| What is required |
Find the line containing "Target: light hardwood floor". Reproduce it and every line after it up to the end of the records, exactly as written.

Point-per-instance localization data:
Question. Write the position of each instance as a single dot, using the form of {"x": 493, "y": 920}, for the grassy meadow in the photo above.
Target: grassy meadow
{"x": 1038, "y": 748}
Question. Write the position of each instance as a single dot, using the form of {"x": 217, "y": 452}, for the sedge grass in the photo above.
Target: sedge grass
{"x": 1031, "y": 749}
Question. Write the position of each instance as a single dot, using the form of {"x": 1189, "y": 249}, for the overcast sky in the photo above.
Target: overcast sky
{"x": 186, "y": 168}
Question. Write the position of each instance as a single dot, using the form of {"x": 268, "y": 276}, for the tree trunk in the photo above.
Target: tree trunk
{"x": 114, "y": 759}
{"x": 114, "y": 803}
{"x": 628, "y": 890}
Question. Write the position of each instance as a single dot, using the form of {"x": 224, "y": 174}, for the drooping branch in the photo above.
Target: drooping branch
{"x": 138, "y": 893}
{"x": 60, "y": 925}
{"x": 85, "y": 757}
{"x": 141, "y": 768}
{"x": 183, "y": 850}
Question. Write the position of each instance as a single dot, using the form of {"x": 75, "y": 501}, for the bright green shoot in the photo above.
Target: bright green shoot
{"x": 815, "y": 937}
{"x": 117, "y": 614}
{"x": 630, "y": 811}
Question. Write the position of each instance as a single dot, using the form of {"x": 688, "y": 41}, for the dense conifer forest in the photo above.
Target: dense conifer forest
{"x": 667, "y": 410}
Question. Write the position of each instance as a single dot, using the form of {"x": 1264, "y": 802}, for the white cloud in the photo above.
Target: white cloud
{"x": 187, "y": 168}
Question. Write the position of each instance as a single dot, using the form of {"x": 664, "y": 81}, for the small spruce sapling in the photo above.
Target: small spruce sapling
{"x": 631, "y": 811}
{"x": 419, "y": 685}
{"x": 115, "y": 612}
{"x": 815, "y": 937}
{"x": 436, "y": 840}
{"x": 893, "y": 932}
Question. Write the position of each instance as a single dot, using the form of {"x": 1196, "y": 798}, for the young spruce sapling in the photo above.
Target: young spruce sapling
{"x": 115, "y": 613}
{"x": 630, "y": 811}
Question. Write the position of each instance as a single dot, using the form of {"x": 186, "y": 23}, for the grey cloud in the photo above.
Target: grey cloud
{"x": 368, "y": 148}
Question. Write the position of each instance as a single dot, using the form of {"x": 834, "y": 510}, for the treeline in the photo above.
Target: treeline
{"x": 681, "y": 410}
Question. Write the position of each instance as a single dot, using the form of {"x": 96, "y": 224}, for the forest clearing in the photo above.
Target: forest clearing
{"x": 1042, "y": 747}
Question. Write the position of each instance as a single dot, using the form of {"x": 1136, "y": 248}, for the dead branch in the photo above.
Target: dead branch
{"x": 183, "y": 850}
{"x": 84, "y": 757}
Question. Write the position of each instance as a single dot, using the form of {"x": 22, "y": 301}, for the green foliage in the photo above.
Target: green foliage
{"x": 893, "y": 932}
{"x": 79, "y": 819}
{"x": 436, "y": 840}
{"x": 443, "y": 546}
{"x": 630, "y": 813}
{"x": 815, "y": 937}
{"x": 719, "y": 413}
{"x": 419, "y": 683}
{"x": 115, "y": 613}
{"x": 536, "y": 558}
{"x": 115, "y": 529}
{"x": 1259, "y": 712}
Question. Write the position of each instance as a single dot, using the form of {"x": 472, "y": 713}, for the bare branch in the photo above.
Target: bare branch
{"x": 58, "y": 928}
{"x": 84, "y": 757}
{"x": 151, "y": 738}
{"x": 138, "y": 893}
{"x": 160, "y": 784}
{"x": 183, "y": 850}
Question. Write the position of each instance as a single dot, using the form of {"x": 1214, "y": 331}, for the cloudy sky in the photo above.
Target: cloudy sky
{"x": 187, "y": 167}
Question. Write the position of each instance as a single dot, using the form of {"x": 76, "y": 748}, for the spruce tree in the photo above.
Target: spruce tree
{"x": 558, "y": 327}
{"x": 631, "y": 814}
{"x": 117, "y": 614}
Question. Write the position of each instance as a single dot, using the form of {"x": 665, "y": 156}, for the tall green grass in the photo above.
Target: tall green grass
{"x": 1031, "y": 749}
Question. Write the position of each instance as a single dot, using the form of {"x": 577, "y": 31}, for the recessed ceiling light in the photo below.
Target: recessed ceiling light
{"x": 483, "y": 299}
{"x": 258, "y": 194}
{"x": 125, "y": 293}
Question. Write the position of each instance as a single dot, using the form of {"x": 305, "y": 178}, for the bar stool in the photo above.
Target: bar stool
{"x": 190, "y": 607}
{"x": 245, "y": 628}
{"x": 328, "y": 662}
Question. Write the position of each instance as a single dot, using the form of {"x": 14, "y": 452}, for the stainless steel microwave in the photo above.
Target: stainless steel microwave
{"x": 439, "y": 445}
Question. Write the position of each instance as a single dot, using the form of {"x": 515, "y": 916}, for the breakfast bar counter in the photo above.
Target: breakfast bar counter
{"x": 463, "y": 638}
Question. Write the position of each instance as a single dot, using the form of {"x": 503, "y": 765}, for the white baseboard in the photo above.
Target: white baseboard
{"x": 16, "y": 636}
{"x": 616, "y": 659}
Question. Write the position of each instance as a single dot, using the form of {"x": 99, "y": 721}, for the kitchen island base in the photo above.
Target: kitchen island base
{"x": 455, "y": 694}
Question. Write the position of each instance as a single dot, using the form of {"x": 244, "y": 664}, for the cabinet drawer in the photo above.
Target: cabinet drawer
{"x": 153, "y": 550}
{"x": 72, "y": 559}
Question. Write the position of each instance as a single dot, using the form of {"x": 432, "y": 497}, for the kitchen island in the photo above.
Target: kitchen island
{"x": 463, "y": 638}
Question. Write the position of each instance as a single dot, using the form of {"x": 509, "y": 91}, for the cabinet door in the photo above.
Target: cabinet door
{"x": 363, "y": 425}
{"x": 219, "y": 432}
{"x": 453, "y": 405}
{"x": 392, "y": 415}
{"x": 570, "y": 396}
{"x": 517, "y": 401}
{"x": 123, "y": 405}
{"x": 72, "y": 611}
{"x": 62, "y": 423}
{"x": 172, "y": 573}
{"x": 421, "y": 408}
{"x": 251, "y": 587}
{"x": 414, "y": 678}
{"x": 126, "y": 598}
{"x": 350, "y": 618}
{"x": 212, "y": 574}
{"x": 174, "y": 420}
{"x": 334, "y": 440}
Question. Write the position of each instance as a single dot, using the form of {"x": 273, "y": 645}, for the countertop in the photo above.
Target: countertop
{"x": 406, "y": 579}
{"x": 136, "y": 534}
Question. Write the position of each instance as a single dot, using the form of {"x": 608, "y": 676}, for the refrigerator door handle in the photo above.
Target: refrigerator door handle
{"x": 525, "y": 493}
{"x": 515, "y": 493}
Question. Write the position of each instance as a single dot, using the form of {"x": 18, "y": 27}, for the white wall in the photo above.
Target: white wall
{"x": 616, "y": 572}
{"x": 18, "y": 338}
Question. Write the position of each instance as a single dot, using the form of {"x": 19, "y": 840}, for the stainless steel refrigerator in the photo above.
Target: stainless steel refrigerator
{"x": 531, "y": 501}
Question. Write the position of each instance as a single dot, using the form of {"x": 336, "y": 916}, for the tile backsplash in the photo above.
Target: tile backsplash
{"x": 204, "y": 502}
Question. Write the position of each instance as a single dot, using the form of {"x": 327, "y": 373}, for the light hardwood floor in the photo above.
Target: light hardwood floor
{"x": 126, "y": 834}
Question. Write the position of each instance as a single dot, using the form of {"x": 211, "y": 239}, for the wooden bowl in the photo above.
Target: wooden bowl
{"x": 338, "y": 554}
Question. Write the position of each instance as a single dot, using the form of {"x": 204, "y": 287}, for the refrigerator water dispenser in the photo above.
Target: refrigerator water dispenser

| Task response |
Target: light hardwood floor
{"x": 126, "y": 834}
Question. Write the position of each instance as a single dot, using the form of {"x": 211, "y": 239}, for the wooden bowl in the photo above.
Target: wooden bowl
{"x": 338, "y": 554}
Question. Write the position of each instance as a single dot, using the form of {"x": 204, "y": 287}, for the refrigerator water dispenser in the photo above.
Target: refrigerator water dispenser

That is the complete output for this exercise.